→ PETICIÓN ESCRITA 1:
Enumera, en el orden del texto sobre el papa Francisco, los nombres propios de persona que aparecen en él, cada uno en la forma en que figura la primera vez.

→ FRAGMENTO DE TEXTO:
Caminemos cantando. Que nuestras luchas y nuestra preocupación por este planeta no nos quiten el gozo de la esperanza.
Es 21 de abril de 2025, acabo de despertar y acaba de morir el Papa Francisco.
Nacido como Jorge Mario Bergoglio, el hombre que murió hoy tomó el nombre de otro que nació hace más de 800 años en Asís, Umbría.
San Francisco de Asís, como Bergoglio, no nació siendo Francisco, sino siendo Giovanni, y fue uno de los principales precursores del ecologismo en la Iglesia Católica - y en la historia de la humanidad.
San Francisco de Asís no sólo inspiró el nombre del primer papa latinoamericano.
También lo inspiró en su segunda encíclica: «Laudato Si’» que revolucionó la comprensión de la crisis climática.
Los jóvenes nos reclaman un cambio. Ellos se preguntan cómo es posible que se pretenda construir un futuro mejor sin pensar en la crisis de ambiente y en los sufrimientos de los excluidos.

Registros almacenados:
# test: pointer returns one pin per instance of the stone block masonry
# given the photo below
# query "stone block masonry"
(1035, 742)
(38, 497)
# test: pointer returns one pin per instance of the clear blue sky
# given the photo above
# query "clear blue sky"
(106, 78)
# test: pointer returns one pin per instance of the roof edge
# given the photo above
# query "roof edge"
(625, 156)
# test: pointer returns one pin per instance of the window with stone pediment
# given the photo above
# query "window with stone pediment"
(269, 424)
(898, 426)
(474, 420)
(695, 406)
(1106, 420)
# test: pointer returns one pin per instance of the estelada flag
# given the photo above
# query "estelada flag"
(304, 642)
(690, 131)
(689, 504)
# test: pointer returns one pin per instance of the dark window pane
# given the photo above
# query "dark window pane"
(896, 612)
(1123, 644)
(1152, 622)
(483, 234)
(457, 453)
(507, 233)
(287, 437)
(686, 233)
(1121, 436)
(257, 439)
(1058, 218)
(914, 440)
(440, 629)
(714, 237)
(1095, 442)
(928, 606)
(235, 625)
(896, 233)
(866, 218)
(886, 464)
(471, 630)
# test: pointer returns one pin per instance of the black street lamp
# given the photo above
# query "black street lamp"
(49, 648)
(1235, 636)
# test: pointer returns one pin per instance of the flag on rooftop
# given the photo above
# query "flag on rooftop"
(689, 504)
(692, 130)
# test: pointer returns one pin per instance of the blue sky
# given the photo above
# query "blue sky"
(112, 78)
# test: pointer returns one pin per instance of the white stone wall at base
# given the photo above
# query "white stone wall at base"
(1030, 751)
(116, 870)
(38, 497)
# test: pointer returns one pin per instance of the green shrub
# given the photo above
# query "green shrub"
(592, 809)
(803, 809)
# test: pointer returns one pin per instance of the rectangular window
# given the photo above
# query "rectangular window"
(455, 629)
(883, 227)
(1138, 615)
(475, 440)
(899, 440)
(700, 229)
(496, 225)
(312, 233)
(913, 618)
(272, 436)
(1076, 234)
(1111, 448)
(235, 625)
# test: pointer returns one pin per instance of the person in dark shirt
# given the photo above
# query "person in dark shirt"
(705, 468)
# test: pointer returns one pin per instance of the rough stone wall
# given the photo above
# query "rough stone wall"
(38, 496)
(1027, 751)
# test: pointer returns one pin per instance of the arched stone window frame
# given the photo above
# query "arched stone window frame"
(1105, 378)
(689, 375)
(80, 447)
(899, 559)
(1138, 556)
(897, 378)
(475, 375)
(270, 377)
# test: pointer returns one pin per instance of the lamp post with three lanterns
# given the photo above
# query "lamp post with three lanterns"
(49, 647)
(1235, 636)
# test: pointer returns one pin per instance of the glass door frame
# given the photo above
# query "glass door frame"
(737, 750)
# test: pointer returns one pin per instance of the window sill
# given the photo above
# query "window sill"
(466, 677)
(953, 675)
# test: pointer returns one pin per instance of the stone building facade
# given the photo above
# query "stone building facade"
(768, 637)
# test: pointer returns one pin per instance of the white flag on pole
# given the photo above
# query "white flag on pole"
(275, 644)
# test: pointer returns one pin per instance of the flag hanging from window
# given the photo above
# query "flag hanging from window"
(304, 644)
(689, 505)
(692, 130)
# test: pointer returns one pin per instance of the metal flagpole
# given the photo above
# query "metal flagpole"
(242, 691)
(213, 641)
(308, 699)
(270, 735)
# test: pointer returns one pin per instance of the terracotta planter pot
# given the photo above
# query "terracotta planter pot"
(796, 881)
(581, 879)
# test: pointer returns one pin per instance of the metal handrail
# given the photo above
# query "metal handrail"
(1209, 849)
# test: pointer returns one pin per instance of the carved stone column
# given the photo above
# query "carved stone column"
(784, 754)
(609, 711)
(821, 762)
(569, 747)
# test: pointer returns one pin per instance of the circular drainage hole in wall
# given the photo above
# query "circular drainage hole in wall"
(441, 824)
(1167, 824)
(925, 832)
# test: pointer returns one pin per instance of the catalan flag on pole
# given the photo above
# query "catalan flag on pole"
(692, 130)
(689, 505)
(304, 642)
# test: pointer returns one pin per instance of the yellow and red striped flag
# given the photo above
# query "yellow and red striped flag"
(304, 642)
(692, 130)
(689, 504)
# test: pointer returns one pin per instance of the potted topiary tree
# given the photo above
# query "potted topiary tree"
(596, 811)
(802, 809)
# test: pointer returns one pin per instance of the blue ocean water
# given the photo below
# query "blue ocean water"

→ PETICIÓN ESCRITA 2:
Filtra las entradas y copia cada línea que contenga la palabra "shirt".

→ RESPUESTA COMPLETA 1:
Papa Francisco
Jorge Mario Bergoglio
San Francisco de Asís
Giovanni

→ RESPUESTA COMPLETA 2:
# test: pointer returns one pin per instance of the person in dark shirt
# query "person in dark shirt"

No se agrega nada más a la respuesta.